■ PROBLEM DESCRIPTION ■
Report each line in the rows below that contains the string "building", reproducing every such line in full. Matching is case-sensitive.

[Lines of data]
────────────────────────────────────────
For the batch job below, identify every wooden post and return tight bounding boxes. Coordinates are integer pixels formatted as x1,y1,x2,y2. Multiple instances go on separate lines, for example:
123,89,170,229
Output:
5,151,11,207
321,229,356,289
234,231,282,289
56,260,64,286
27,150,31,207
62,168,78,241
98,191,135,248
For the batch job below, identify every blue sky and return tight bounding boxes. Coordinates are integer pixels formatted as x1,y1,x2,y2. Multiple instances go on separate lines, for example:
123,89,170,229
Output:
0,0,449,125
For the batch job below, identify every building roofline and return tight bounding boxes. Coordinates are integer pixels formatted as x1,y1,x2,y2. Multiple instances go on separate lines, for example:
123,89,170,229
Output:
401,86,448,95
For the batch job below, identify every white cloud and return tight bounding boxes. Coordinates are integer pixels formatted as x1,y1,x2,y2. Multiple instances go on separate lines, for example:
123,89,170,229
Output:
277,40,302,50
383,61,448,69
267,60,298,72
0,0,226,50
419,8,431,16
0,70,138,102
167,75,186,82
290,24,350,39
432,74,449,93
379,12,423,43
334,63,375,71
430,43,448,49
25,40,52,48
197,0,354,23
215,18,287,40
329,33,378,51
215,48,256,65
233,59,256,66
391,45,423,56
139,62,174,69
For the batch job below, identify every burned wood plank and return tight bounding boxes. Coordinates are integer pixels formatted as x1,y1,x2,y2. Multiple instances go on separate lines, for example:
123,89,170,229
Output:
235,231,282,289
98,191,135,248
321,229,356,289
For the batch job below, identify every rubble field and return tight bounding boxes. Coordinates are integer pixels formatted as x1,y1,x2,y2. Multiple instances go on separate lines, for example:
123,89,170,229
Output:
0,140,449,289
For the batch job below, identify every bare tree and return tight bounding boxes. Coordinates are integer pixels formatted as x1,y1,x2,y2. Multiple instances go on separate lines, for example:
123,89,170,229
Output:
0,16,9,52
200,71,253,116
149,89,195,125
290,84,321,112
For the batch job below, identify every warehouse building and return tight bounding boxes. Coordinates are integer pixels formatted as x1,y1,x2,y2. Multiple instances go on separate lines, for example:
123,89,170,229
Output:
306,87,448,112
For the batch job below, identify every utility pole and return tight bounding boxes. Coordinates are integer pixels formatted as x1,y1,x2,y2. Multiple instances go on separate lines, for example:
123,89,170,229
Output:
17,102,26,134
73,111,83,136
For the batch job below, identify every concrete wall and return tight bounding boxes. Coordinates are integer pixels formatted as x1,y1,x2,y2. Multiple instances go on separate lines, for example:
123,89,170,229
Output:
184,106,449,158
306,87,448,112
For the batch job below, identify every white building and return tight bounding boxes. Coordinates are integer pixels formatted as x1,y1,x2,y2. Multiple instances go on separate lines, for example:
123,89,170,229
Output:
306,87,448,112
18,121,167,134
────────────────────────────────────────
■ FINISHED TASK ■
For the batch job below, identify every building roofline and return tight bounding boxes. Coordinates are integer pixels formatted as x1,y1,x2,y2. Multiple instances go on separate lines, for example:
For the batch job below, identify every warehouse building and return tight bounding boxes. Coordinates are integer pixels formatted as x1,y1,x2,y2. Multiple instances go on separate lines, for example:
For the batch job below, identify every white building and return tight bounding boxes. Coordinates are integer pixels formatted as x1,y1,x2,y2. Multiple instances go on separate lines, for example:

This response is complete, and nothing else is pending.